Exercise input -
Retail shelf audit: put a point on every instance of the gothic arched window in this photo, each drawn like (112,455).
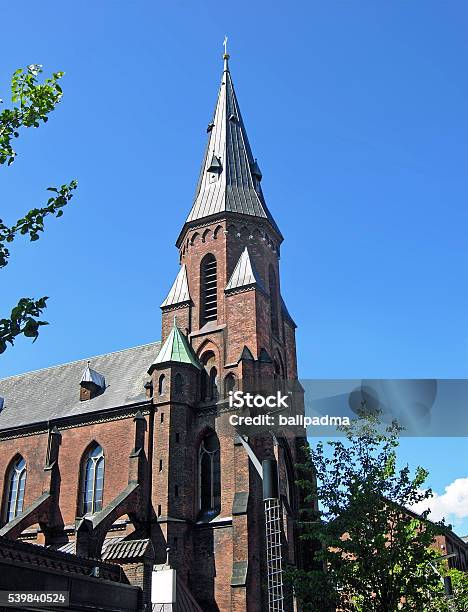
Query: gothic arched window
(209,379)
(273,301)
(229,384)
(16,481)
(208,289)
(92,479)
(179,384)
(162,385)
(209,476)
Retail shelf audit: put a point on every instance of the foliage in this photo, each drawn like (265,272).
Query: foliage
(33,102)
(375,552)
(439,601)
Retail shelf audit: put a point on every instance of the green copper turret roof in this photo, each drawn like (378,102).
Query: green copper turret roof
(176,349)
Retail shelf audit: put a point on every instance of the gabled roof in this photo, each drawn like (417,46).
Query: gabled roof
(230,177)
(179,292)
(51,393)
(177,349)
(244,274)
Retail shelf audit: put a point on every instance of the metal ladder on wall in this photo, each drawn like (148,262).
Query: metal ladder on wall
(274,555)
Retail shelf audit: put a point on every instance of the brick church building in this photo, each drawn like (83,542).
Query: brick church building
(128,460)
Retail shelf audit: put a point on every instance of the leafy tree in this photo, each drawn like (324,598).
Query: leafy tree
(33,101)
(374,554)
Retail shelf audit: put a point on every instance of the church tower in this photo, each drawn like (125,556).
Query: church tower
(225,327)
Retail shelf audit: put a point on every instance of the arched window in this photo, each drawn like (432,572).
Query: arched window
(92,480)
(16,482)
(209,475)
(208,290)
(179,384)
(273,301)
(229,384)
(209,379)
(162,385)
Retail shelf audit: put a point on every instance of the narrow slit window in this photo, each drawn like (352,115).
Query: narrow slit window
(16,485)
(208,289)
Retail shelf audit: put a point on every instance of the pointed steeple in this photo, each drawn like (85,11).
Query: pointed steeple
(230,176)
(176,349)
(179,292)
(245,274)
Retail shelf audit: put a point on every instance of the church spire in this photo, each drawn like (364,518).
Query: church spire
(230,176)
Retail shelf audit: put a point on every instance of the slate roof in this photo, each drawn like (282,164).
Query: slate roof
(54,392)
(244,274)
(90,375)
(234,185)
(179,292)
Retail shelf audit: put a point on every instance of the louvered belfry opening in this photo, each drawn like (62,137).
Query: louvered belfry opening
(209,289)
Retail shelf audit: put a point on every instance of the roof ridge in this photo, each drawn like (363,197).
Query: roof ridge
(61,365)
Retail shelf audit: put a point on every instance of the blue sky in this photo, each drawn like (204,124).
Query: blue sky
(357,114)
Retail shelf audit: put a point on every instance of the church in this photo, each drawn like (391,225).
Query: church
(123,468)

Written instruction -
Quote the entries in full. Any image among them is to be omitted from the copy.

Expected answer -
Retail shelf audit: put a point on every instance of the gothic arched window in this photo, each drawn like (112,455).
Query: gothic arched window
(209,379)
(273,301)
(229,384)
(16,481)
(208,289)
(92,479)
(179,384)
(162,385)
(209,476)
Retail shelf audit: put a point on every instance of the foliage in this photo, each drawn like (265,272).
Query: foliage
(33,102)
(375,552)
(439,601)
Retail shelf audit: put a point on every instance of the green copper turret roof in this photo, each drawn like (378,102).
Query: green copper turret roof
(176,349)
Retail shelf audit: put a point on every instance of the gabled roof in this photo, each drawn like (417,46).
Query: gabled roof
(230,177)
(179,292)
(51,393)
(177,349)
(244,274)
Retail shelf audit: put a point on every instance of the metal ladder on wall in this photo, each drawn like (148,262).
Query: metal ladder on wall
(274,555)
Retail shelf audit: put a point on every instance of the brick church building in this photo, each drawn like (83,542).
Query: brick church building
(128,460)
Retail shelf audit: put a point on every instance of the leafy tree in this photo, each drawn like (324,598).
Query: leafy tree
(33,101)
(374,554)
Retail shelf audit: put a point on every instance of the church tower in this photo, each drawn like (125,556).
Query: church tower
(225,327)
Retail shelf audit: put a point on every instance of the arched window in this photo, each drawn like (432,572).
Query: arched window
(92,480)
(16,482)
(209,475)
(208,290)
(179,384)
(273,301)
(229,384)
(209,379)
(162,385)
Retail shelf audit: put a point on every instance of the narrow slit window in this photo, each drawn like (352,115).
Query: narrow slit window
(16,485)
(208,289)
Retail shelf audit: put a point on every instance of the pointed steeple in this photo, each drawn like (85,11).
Query: pointed steeple
(230,176)
(176,349)
(179,292)
(245,274)
Retail shelf audit: put a point on every instance of the church spire in this photo, each drawn like (364,518).
Query: church spire
(230,176)
Retail shelf audit: put a point on every instance of the slate roof in this photo, each drawn like (282,164).
Query: slate roof
(54,392)
(244,274)
(90,375)
(234,185)
(179,292)
Retail shelf audit: put a point on every instance of the louvered belfry opening in this photo, each drawn like (62,137).
Query: louvered belfry opening
(209,289)
Retail shelf audit: put a point on every instance of the roof ridge in this photo, each drawn like (363,197).
Query: roof ridge
(61,365)
Retail shelf audit: put a point on every instance of the blue sky in this photo, each drawn like (204,124).
Query: blue sky
(357,114)
Retail shelf audit: put a point on every instance of the church in this photo, each drawn like (391,225).
Query: church
(123,468)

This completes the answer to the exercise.